**Set task:** Count the lines of the material below that contain the string "turned". Reply with that number alone.

**Listed entries:**

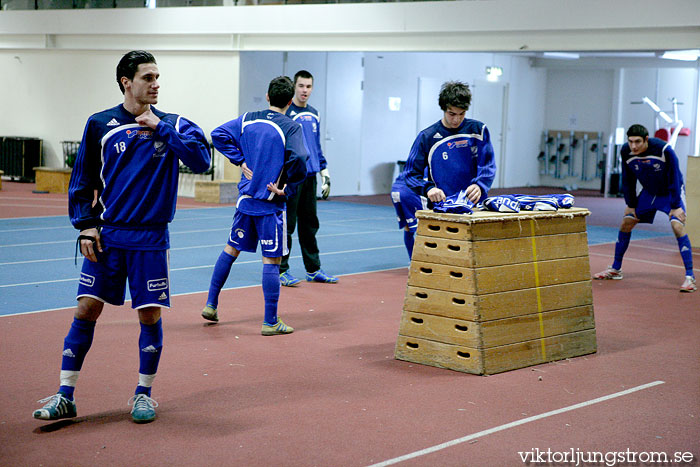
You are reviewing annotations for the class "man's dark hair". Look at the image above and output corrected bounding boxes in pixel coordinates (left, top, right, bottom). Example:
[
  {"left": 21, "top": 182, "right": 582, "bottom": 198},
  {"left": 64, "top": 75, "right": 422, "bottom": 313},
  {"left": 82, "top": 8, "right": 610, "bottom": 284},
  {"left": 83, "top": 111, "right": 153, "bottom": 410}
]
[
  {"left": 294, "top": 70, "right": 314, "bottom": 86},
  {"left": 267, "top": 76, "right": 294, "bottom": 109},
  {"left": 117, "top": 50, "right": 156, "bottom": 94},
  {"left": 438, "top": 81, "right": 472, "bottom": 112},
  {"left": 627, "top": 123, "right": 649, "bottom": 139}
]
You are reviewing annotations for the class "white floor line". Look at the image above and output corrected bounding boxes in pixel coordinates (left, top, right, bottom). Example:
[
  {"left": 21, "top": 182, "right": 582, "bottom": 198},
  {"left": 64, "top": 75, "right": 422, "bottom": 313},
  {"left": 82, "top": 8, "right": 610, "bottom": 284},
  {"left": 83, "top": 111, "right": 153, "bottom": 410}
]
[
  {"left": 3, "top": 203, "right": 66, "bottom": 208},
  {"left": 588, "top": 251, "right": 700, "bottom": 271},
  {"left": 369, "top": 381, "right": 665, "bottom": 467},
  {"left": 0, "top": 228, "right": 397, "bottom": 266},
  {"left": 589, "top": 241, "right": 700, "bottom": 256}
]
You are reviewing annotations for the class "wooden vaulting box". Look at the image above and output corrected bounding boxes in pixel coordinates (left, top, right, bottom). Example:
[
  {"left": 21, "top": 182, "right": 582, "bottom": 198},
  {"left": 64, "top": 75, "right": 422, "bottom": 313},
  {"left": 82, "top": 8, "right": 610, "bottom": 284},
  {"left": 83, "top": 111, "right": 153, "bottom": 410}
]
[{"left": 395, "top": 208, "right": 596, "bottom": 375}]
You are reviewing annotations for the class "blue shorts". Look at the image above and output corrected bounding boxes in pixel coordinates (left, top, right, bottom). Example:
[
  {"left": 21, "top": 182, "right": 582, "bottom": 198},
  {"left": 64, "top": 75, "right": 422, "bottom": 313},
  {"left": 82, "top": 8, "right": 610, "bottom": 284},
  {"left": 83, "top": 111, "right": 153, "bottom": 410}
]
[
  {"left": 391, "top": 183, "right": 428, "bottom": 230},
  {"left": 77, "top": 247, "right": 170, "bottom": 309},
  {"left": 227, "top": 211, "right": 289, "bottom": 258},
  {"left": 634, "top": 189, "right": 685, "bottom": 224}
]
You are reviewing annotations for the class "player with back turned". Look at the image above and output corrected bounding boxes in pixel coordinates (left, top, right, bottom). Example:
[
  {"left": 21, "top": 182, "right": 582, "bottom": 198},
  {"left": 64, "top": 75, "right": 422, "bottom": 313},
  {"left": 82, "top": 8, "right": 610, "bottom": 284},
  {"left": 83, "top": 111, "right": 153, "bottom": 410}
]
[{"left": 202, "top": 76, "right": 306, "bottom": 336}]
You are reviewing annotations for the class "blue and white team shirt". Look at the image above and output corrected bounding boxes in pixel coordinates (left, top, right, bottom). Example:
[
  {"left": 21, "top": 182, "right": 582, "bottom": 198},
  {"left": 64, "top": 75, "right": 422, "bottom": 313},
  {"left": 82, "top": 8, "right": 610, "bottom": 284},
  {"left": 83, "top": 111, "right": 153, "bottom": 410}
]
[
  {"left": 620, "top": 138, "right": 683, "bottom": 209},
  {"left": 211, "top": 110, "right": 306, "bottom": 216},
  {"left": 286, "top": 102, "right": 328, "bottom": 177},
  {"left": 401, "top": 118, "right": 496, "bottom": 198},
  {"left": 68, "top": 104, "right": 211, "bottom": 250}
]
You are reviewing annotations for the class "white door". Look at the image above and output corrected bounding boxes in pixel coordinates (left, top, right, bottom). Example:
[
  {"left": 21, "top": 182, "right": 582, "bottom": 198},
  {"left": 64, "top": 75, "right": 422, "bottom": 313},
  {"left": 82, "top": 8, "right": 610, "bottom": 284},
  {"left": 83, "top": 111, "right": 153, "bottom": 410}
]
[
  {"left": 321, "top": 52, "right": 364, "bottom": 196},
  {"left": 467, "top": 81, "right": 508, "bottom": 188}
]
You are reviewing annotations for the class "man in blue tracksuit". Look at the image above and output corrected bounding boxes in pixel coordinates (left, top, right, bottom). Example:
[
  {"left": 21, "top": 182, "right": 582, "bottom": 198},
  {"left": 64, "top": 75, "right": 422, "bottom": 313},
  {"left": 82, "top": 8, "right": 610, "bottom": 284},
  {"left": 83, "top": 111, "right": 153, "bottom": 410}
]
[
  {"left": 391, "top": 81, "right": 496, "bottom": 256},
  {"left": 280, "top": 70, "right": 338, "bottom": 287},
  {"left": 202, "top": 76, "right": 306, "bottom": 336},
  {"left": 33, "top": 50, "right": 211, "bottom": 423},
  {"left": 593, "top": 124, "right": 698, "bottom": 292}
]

**Exercise answer:** 1